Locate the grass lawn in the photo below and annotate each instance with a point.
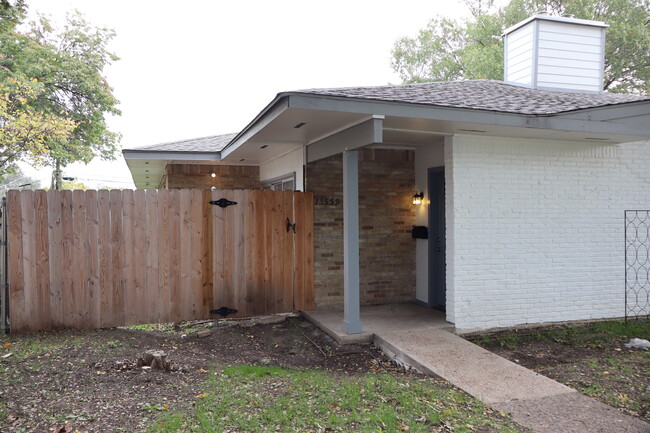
(284, 377)
(270, 399)
(591, 358)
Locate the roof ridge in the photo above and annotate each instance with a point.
(167, 143)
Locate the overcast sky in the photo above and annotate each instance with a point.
(196, 68)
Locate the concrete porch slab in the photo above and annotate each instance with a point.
(378, 319)
(533, 400)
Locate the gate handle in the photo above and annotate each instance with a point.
(290, 226)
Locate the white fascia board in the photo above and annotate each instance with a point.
(179, 156)
(363, 134)
(566, 20)
(557, 122)
(266, 116)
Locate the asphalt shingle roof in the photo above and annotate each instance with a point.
(213, 143)
(481, 95)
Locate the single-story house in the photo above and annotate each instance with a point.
(523, 183)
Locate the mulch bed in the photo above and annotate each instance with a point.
(609, 372)
(90, 381)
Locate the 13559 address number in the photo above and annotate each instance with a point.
(326, 201)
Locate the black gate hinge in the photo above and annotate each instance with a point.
(223, 202)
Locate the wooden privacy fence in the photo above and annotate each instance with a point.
(93, 259)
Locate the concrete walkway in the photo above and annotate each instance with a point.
(421, 338)
(533, 400)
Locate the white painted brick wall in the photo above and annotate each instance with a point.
(535, 229)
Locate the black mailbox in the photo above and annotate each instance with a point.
(420, 232)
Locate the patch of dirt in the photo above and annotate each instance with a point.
(609, 372)
(89, 381)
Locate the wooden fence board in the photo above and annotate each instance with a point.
(218, 242)
(206, 259)
(105, 259)
(152, 253)
(140, 260)
(16, 308)
(288, 237)
(185, 256)
(55, 229)
(164, 254)
(89, 259)
(128, 270)
(269, 211)
(78, 270)
(67, 261)
(239, 260)
(196, 217)
(174, 263)
(308, 257)
(252, 234)
(92, 257)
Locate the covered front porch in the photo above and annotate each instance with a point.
(378, 319)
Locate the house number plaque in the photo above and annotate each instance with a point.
(326, 201)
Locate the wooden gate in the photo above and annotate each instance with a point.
(93, 259)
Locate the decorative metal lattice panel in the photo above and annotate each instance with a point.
(637, 263)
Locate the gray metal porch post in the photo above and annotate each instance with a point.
(351, 306)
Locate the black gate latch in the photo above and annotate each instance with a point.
(223, 202)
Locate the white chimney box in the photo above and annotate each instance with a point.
(556, 53)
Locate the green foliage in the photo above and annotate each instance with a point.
(64, 68)
(448, 50)
(26, 131)
(270, 399)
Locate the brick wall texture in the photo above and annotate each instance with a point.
(386, 215)
(199, 176)
(535, 229)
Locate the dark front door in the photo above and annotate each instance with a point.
(437, 244)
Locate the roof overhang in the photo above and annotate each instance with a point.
(298, 119)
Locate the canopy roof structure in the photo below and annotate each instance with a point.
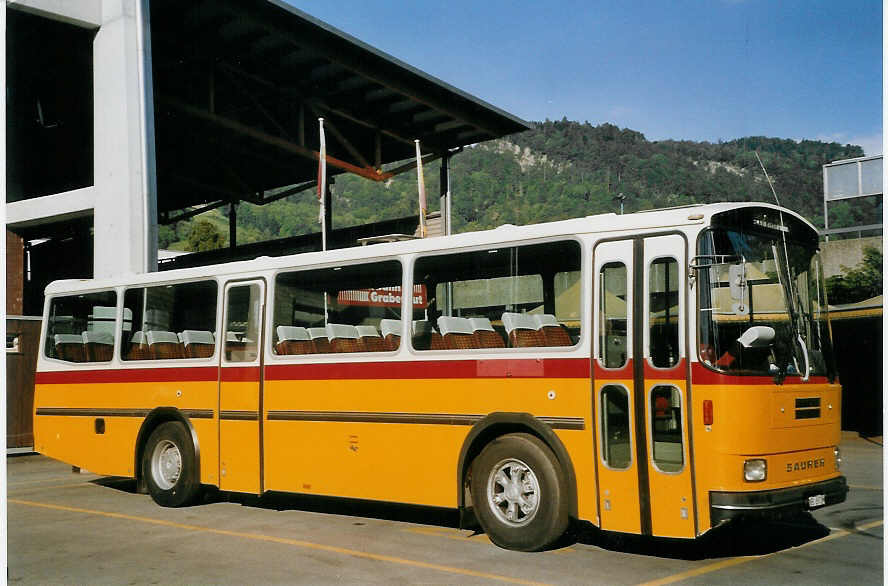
(239, 86)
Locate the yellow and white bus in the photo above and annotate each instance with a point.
(656, 373)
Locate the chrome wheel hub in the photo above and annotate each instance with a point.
(166, 464)
(513, 492)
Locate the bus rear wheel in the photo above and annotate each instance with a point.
(519, 493)
(168, 465)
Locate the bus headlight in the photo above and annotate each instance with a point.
(755, 470)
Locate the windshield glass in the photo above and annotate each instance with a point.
(762, 303)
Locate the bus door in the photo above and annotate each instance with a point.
(240, 388)
(614, 387)
(640, 386)
(662, 287)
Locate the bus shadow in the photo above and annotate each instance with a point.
(349, 507)
(739, 538)
(279, 501)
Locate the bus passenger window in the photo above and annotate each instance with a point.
(169, 322)
(612, 316)
(616, 444)
(663, 316)
(345, 309)
(503, 297)
(243, 320)
(81, 327)
(666, 436)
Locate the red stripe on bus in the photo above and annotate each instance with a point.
(420, 369)
(623, 373)
(433, 369)
(654, 373)
(129, 375)
(702, 375)
(240, 374)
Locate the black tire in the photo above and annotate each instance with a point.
(169, 466)
(539, 485)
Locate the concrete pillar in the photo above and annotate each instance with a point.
(125, 186)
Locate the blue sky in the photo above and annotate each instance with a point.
(704, 70)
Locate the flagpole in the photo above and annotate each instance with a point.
(420, 184)
(322, 184)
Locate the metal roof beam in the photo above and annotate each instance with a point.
(280, 143)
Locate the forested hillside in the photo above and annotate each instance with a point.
(561, 170)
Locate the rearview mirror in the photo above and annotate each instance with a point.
(757, 337)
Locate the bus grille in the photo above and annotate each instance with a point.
(808, 408)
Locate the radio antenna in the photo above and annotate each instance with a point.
(771, 185)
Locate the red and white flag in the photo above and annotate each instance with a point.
(420, 183)
(322, 183)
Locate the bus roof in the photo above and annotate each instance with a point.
(609, 224)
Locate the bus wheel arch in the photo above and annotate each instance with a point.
(155, 419)
(495, 425)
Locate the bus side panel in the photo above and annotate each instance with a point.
(73, 439)
(399, 440)
(65, 419)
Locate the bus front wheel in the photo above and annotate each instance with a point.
(519, 493)
(168, 465)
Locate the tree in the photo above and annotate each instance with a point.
(205, 236)
(862, 282)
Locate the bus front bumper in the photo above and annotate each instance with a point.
(724, 506)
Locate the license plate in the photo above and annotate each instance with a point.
(818, 500)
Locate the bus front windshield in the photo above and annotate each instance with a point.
(763, 307)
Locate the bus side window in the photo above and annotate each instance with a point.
(505, 297)
(81, 327)
(665, 412)
(616, 442)
(169, 322)
(344, 309)
(242, 323)
(612, 316)
(663, 312)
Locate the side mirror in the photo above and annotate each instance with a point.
(757, 337)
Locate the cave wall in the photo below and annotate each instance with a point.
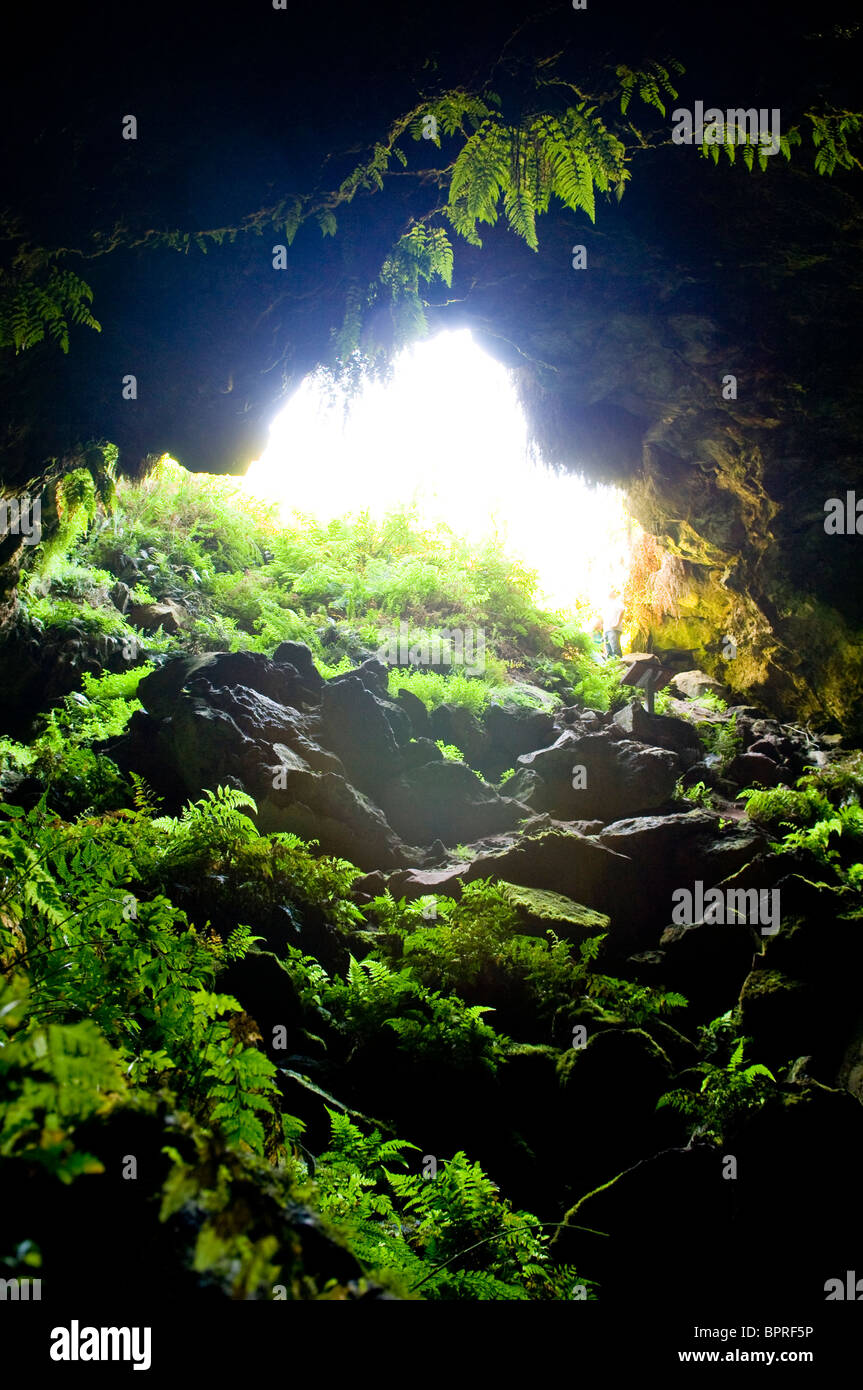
(698, 273)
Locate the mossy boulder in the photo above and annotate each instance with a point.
(539, 911)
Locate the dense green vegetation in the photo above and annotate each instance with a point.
(124, 931)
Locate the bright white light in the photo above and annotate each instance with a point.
(448, 435)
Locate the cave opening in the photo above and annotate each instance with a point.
(445, 435)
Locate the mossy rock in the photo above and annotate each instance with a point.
(541, 909)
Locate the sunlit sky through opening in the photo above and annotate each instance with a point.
(448, 435)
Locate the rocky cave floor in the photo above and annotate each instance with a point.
(599, 849)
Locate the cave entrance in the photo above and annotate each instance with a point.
(445, 434)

• • • • •

From the line containing "Locate the side" through the last line of the material above, write out each line exactly, leaving aside all pictures.

Locate the side mirror in the photo above and annotate each instance with a point.
(757, 337)
Locate the cave wall in the photo below and annotate each instance with a point.
(698, 273)
Locate the mossy boulder in the photo above and annotate each instance with a point.
(539, 911)
Locate the dense green vegetation in the photo above and annotate each instance with a point.
(124, 931)
Locate the bright white light in the photo above and annotate each instance with a point.
(448, 435)
Locate the cave opening in the photo above and annotate each instance with a point.
(445, 435)
Locate the mossy rock in the photo above and annotate each instance with a point.
(541, 909)
Locate the sunlit sky through opening in the photo above and annotate each instance with a point.
(448, 435)
Locate the rocky cave floor in the photo above and annotate each instance with a point.
(599, 849)
Locate the cave entrance in the photo above and annotate each instance with a point.
(445, 434)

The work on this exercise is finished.